> Given problem
Which of the lines below contain the string "green", matching case? Pick out each one and copy it in full.

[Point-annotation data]
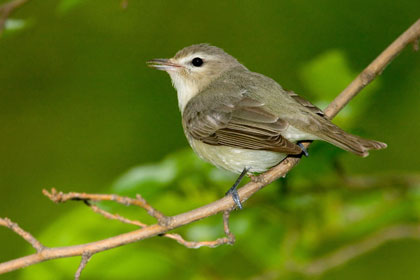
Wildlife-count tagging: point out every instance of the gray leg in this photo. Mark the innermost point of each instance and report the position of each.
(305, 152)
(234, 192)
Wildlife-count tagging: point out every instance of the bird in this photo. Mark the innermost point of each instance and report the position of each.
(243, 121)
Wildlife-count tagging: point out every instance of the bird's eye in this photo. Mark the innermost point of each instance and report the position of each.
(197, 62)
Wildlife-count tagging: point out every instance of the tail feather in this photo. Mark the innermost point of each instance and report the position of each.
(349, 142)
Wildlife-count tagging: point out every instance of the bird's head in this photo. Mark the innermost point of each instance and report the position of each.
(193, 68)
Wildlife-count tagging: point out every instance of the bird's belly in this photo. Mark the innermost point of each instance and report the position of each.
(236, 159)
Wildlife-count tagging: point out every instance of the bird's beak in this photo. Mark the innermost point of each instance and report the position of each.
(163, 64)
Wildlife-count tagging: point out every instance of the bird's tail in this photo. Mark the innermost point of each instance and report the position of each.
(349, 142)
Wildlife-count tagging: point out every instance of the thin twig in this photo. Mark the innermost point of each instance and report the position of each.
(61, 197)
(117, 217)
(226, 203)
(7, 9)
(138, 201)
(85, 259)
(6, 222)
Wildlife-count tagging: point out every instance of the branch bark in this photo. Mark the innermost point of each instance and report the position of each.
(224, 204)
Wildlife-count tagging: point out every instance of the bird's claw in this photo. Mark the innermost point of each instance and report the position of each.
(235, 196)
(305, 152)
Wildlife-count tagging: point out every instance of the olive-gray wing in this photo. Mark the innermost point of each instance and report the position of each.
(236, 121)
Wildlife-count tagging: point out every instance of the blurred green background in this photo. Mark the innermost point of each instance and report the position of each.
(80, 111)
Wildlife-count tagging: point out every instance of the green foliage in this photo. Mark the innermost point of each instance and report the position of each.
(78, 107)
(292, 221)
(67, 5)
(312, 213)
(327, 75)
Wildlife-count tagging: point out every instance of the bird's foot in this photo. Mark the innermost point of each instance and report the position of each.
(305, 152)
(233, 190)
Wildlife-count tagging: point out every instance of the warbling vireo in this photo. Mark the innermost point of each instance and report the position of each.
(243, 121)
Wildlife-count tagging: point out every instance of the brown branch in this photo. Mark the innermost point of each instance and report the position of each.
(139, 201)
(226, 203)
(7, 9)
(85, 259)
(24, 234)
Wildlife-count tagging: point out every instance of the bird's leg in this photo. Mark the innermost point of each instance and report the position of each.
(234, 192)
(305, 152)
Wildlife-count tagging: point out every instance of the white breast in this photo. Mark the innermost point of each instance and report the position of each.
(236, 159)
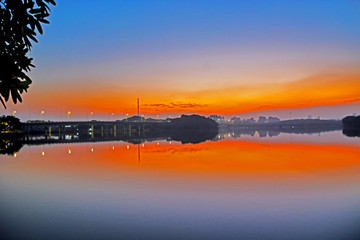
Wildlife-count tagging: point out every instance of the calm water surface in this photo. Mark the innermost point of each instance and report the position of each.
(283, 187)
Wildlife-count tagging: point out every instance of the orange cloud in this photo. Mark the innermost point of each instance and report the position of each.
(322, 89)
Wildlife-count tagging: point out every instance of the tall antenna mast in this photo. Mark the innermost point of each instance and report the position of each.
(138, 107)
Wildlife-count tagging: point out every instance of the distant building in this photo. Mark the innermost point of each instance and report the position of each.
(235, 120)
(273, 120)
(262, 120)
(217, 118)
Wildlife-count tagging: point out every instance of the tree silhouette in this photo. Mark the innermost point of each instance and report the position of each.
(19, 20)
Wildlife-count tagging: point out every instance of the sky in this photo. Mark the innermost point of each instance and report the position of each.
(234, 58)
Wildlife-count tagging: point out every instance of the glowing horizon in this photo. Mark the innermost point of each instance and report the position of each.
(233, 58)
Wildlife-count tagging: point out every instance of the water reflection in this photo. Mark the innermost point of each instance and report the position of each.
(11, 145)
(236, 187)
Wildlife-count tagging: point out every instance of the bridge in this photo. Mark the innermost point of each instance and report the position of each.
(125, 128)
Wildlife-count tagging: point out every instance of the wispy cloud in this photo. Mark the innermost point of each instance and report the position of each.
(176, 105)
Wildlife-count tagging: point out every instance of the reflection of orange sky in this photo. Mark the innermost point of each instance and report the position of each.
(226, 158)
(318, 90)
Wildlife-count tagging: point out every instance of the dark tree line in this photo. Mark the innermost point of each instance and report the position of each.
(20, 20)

--

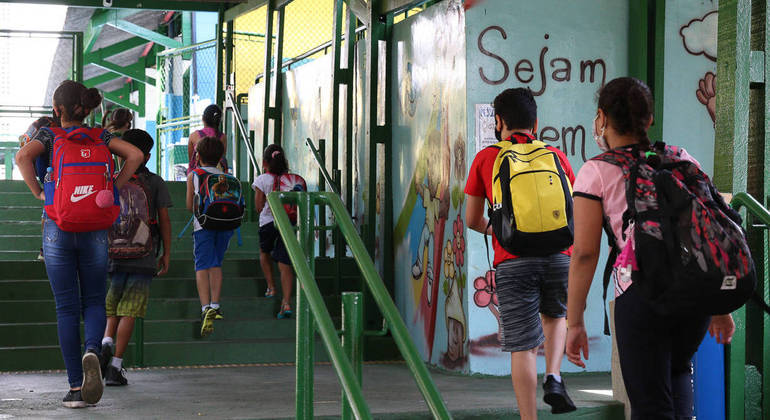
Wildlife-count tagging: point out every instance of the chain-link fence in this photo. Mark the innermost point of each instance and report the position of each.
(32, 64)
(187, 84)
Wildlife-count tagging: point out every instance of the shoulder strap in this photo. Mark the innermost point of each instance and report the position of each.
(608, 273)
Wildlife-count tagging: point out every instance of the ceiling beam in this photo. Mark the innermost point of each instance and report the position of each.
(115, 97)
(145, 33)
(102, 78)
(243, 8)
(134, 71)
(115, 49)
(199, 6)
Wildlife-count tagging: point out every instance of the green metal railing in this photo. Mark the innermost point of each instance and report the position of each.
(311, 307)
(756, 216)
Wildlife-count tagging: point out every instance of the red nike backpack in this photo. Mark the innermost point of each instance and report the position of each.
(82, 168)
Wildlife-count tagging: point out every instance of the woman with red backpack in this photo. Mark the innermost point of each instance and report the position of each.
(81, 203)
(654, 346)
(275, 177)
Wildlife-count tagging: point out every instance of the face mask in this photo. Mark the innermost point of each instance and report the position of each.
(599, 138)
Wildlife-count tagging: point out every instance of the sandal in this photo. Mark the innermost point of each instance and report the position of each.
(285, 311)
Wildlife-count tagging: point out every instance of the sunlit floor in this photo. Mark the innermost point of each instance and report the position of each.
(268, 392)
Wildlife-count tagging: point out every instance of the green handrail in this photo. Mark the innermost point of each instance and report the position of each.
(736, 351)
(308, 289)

> Answer for this exercise
Wildlife-count tagging: point out every instance of the blurred green background in this photo. Mark the innermost point of each instance and report the position of each.
Wildlife-count tagging: point out every instance of the green foliage in this photo. Mark the innermost point of each instance and report the position of each.
Wildlife-count tagging: point out every instance of the green metal railing in this photo. Mark the innermost point of each instance and report the position of each.
Wildlife-count tagging: point out every instance of the green handrail in this photo. Mark the innermost point of each instance and report the position of each.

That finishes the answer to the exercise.